This record would be one of several Henderson 45-only releases for Blue Note, and it demonstrates the rich, slightly rasping, blues-tinged croon that was his trademark.
Henderson’s career would be divided between Chicago and the East Coast over the next few years, with a series of solid and versatile bop-oriented albums for the Verve and Vee-Jay labels, dates largely made with different configurations of Chicago-based jazz musicians. (A 1963 Oscar Peterson session was a notable exception).
Cover for Bill Henderson's 1961 self-titled album on Vee-Jay Records. Image courtesy of GrooveCollector.com.
After time spent in the ‘60s as a vocalist with the Count Basie Orchestra, then still a touring juggernaut, Henderson settled in Los Angeles in the late ‘60s, where he pursued an acting career. There were several jazz albums to his name for Los Angeles-based labels, along with some notable guest spots, but Henderson mostly supported himself with voiceover work and parts in television and film in the ‘70s and ‘80s, his recording and performance schedule slowing correspondingly.
Henderson, still currently living in Los Angeles, seems to have dedicated himself anew to his singing in recent years, with some notable East Coast appearances and a live album, 2008’s But Beautiful: Bill Henderson Live at the Vic, featuring the octogenarian vocalist sounding happily limber.
You can keep up with Bill Henderson at his website.
3. Rose Hardaway, Señor Blues (Decca 9-30893)
A now-obscure entertainer and vocalist, details about Rose Hardaway are meager at best.
Born in Arkansas in 1931, raised in Chicago, Hardaway’s name was best known in the ‘50s, when she spent periods in Detroit, New York City, London and Paris. She seems to have carved a role in musical theater – not to mention a place in elite black entertainment circles – from the start. At least in the early ‘50s, she was noted mostly for her fetching looks and her work in touring entertainment revues – as a risqué shake dancer, namely – the ups and downs of her personal life tracked obsessively by Jet magazine during the decade.
1952 glamour shot of Rose Hardaway. Image courtesy of Vielles_annonces's extraordinary archive of Jet magazine scans.
At some point in the mid-‘50s, Hardaway seems to have begun concentrating more on vocal work, with ensuing appearances in touring shows and various musical productions. In the late ‘50s, a handful of recordings also appeared. Released in mid-1959, Hardaway’s “Señor Blues,” a torrid, vampy reading that betrays her theater sensibilities, would be the first, and best, among them. Another Decca 45 (“That’s What We’re Here For b/w “What You Don’t Know Won’t Hurt You”) would follow, with a full-length album by Hardaway released in 1960 for the New York City-based Latin-oriented label Seeco.

******************************

#### PROBLEM REQUIREMENTS
Using the page text, explain why Bill Henderson's recording and performance schedule slowed in the '70s and '80s. Answer in one to three sentences.

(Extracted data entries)
******************************

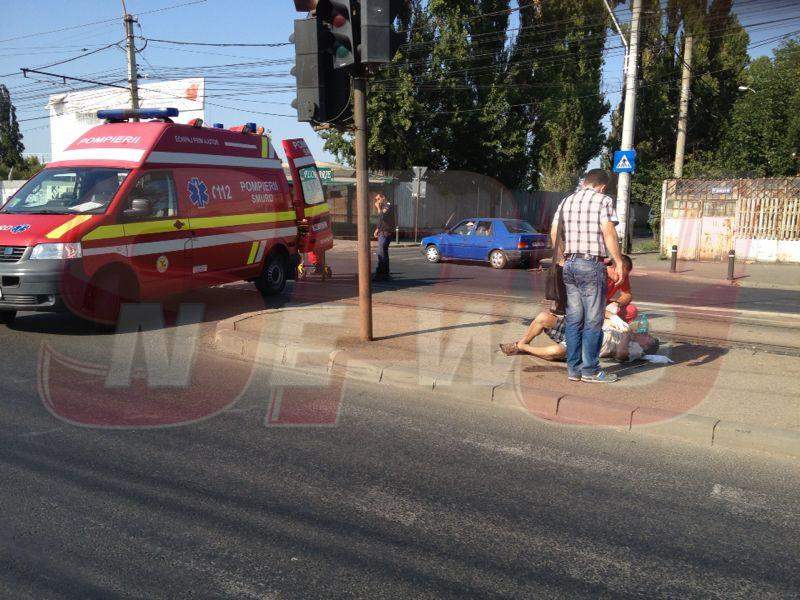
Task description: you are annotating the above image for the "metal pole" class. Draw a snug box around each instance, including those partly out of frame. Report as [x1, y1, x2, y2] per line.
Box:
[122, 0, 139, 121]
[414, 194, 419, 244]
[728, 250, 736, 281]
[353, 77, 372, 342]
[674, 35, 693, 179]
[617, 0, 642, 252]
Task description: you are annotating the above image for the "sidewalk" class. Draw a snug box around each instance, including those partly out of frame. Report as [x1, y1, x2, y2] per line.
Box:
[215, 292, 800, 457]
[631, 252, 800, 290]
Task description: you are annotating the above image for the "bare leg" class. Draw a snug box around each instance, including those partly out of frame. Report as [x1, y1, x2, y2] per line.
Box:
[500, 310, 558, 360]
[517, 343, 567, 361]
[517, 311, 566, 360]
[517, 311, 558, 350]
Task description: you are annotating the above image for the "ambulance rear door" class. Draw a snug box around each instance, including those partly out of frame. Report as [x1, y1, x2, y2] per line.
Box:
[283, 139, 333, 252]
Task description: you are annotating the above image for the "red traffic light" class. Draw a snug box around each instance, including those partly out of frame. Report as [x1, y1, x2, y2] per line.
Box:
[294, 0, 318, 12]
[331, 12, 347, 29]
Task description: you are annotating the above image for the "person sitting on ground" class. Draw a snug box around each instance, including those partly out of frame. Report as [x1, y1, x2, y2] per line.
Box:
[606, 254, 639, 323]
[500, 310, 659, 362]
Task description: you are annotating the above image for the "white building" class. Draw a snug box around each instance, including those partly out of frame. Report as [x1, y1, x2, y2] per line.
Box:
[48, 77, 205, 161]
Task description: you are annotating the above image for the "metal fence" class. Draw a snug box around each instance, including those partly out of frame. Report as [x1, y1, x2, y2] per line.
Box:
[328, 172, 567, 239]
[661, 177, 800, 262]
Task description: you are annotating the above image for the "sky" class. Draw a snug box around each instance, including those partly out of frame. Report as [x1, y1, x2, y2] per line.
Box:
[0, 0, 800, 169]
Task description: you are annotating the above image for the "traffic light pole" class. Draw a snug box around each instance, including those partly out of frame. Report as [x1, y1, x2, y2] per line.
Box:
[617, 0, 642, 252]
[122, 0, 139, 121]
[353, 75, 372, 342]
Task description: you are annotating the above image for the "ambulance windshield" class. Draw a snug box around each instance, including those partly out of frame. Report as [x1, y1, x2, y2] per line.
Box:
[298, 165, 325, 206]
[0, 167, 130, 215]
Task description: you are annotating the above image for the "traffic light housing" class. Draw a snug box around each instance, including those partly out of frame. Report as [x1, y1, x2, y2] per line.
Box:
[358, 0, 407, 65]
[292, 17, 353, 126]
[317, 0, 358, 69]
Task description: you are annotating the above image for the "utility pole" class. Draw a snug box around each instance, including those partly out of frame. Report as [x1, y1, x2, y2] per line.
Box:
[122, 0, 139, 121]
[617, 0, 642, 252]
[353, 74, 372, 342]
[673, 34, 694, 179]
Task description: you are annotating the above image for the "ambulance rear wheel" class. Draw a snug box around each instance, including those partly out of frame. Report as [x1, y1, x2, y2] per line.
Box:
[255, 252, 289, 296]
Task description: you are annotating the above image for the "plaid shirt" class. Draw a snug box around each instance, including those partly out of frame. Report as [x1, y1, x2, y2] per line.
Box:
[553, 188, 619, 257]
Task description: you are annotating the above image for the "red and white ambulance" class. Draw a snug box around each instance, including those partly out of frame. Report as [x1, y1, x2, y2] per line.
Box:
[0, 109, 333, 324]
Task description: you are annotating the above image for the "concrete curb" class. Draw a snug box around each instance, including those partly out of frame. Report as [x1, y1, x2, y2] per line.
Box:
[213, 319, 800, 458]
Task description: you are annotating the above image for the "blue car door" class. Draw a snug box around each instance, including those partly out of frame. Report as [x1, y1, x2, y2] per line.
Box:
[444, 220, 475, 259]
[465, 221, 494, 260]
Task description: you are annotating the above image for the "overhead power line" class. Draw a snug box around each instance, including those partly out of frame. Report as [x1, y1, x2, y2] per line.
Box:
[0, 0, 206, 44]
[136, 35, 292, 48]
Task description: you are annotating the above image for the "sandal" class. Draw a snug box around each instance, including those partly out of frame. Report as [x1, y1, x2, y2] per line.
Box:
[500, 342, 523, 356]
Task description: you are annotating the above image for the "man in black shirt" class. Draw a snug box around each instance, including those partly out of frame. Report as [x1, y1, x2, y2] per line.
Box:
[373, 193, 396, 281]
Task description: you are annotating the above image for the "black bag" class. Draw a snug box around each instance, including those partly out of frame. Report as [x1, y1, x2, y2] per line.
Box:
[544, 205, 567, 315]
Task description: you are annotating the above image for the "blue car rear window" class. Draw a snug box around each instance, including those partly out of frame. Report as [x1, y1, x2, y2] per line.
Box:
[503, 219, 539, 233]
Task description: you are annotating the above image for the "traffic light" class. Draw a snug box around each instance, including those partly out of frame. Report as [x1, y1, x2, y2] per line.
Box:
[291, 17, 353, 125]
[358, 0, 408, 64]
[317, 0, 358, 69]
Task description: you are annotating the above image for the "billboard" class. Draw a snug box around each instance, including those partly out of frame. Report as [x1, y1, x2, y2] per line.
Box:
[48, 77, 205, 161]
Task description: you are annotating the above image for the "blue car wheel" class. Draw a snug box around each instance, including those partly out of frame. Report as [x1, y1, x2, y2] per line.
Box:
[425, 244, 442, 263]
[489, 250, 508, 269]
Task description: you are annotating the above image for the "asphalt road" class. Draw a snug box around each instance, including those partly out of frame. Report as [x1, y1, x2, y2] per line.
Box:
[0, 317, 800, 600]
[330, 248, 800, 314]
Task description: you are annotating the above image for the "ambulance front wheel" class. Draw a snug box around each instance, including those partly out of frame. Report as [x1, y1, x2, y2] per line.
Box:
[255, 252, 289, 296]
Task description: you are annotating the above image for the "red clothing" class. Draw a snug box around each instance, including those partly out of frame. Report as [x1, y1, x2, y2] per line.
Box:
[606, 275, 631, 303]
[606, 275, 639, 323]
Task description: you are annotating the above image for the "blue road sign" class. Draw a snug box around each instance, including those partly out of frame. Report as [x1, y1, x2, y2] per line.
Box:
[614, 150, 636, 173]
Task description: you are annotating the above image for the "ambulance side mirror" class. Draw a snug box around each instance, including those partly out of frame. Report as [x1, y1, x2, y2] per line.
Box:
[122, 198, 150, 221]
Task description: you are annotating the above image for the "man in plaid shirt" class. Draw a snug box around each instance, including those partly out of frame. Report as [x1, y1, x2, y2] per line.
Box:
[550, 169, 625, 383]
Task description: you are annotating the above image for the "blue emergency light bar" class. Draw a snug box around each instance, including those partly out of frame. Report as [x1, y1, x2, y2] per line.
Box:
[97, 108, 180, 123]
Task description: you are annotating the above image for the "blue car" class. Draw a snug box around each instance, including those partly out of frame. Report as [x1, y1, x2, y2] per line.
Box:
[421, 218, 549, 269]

******************************

#### RESULT OF THIS EXERCISE
After settling in Los Angeles in the late '60s to pursue acting, Henderson mostly supported himself with voiceover work and parts in television and film during the '70s and '80s. As that work took over, his recording and performance schedule slowed correspondingly.